— start Provided records —
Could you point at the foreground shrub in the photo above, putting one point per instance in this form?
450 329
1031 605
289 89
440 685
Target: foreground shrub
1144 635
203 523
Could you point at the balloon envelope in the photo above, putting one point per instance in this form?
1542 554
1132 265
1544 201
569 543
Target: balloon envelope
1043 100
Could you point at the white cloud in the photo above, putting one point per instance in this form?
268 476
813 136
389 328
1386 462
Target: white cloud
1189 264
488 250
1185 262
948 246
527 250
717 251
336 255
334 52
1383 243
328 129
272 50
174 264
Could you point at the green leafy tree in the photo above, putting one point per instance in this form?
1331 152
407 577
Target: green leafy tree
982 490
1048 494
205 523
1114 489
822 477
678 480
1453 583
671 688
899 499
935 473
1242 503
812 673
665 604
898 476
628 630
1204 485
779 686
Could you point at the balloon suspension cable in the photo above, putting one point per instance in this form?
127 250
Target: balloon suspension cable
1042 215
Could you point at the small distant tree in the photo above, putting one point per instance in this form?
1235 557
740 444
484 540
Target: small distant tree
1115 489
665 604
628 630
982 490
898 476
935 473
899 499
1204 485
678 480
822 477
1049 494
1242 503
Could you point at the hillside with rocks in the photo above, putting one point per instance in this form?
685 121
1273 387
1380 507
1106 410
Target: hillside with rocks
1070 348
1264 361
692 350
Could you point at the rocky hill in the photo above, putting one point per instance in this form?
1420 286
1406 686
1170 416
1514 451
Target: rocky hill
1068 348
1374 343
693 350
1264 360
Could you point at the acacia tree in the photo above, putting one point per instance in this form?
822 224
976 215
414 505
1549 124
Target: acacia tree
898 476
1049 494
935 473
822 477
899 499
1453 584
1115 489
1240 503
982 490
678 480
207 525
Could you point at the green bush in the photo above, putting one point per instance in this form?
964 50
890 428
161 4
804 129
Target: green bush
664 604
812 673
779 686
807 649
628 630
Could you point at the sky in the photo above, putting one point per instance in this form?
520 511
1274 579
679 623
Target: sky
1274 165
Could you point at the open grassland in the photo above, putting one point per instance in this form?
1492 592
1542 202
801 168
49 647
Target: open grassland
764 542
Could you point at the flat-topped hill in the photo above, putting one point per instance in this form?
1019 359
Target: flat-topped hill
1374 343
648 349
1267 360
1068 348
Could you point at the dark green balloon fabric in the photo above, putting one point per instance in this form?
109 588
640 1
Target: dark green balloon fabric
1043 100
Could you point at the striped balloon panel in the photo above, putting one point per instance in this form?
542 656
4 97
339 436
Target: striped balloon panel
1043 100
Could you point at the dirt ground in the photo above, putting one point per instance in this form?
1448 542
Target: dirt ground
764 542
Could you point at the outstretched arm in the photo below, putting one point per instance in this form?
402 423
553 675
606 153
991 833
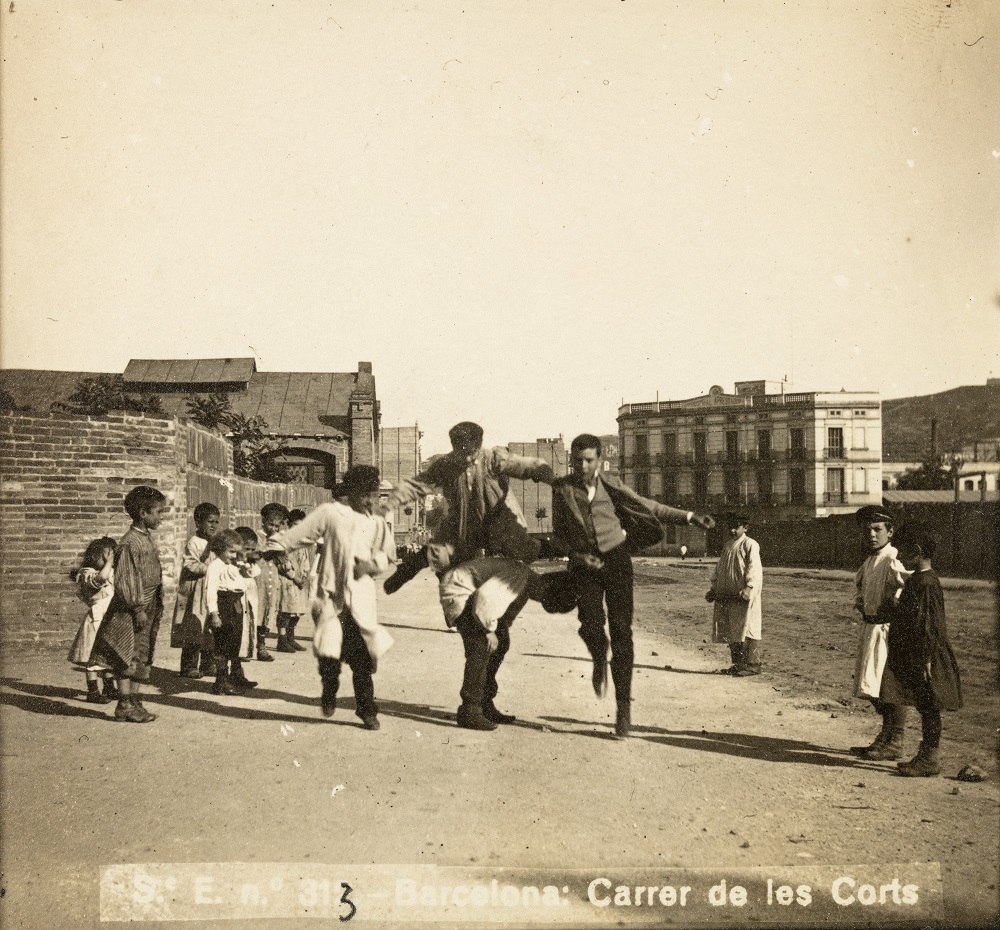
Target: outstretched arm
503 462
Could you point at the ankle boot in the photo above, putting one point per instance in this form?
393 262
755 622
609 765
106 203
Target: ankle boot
— end Provided records —
▶ _Task statement_
Copy the listing over exactly, skipping the pictures it holds.

▶ _Output of the task_
Could you point at the foreground shrub in the photo above, putting one point per instance in this form?
450 329
1031 605
289 89
440 685
Target: foreground shrub
1144 635
203 523
Could you point at the balloon envelope in the photo above, putting one point per instance in this form?
1542 554
1132 265
1544 201
569 543
Target: balloon envelope
1043 100
Could you point at the white cloud in the photo above, putting one point per instance in this form?
268 476
813 136
389 328
1386 462
Target: white cloud
1189 264
488 250
1185 262
948 246
527 250
717 251
336 255
334 52
1383 243
328 129
272 50
174 264
Could you point at the green leafy tree in the photo above, putting one point per instance in this form?
1331 152
407 577
Target: green leafy tree
982 490
1048 494
205 523
1114 489
822 477
678 480
1453 583
671 688
899 499
935 473
1242 503
812 673
665 604
898 476
628 630
1204 485
779 686
Could you point at the balloon suspension cable in the photo above, putting one point per instance in this form?
127 250
Target: balloon suspension cable
1042 215
Could you point at the small distant tree in the photo above, putting one point per instance in this form?
1235 557
740 444
484 540
Target: small distant tree
1115 489
665 604
628 630
982 490
898 476
935 473
899 499
1204 485
678 480
822 477
1049 494
1242 503
Could you point at the hillside with rocks in the photo above, putting one point per instance in this form?
685 121
1273 387
1380 507
1106 410
Target: hillside with rocks
1070 348
1264 361
692 350
Could you point at the rocky hill in the photo above, putting one point per instance in this form?
1420 286
1406 686
1170 416
1514 451
Target: rocky hill
1068 348
1374 343
693 350
1264 360
Could you point at the acacia tree in the photo above, putting one point per instance in this form?
822 224
976 215
414 505
1549 124
Target: acacia tree
898 476
1049 494
935 473
822 477
899 499
1453 584
1115 489
1240 503
982 490
678 480
207 525
Could you point at the green bush in the photo above, putting one point per instance in this form?
964 50
890 428
161 4
804 129
Target: green bush
664 604
812 673
779 686
807 649
628 630
Could you point at the sky in the photo above, putting one point per instance in this form?
520 511
1274 579
679 623
Target: sky
1274 165
Could you point at the open grassland in the photo above, putting one point per instance in this form?
1492 592
1542 202
801 168
49 647
Target: open grassland
764 542
Could you point at the flat-topped hill in the photo above, putting one point per instance in this form?
1019 359
Target: flat-topped hill
1374 343
648 349
1267 360
1068 348
Could you point at the dark green balloon fabric in the photo above, putting one point per instance in this form?
109 588
640 1
Target: dark green balloon fabric
1043 100
Could you point at the striped balloon panel in the photo above, putting one point per instance in this form?
542 656
4 97
339 436
Target: striped balloon panel
1043 100
Could you point at the dirt ground in the photo above, putting one point per instance in this form?
1448 542
Target: dirt ground
764 542
Could you point at the outstretched arm in the photo below, putting one point per instance in this form?
402 423
553 675
606 153
991 833
Target: outstretched arm
503 462
Could you point at the ankle boot in the photo above, putting one point per instance in this form?
393 262
755 622
609 765
106 203
Target: ankle boot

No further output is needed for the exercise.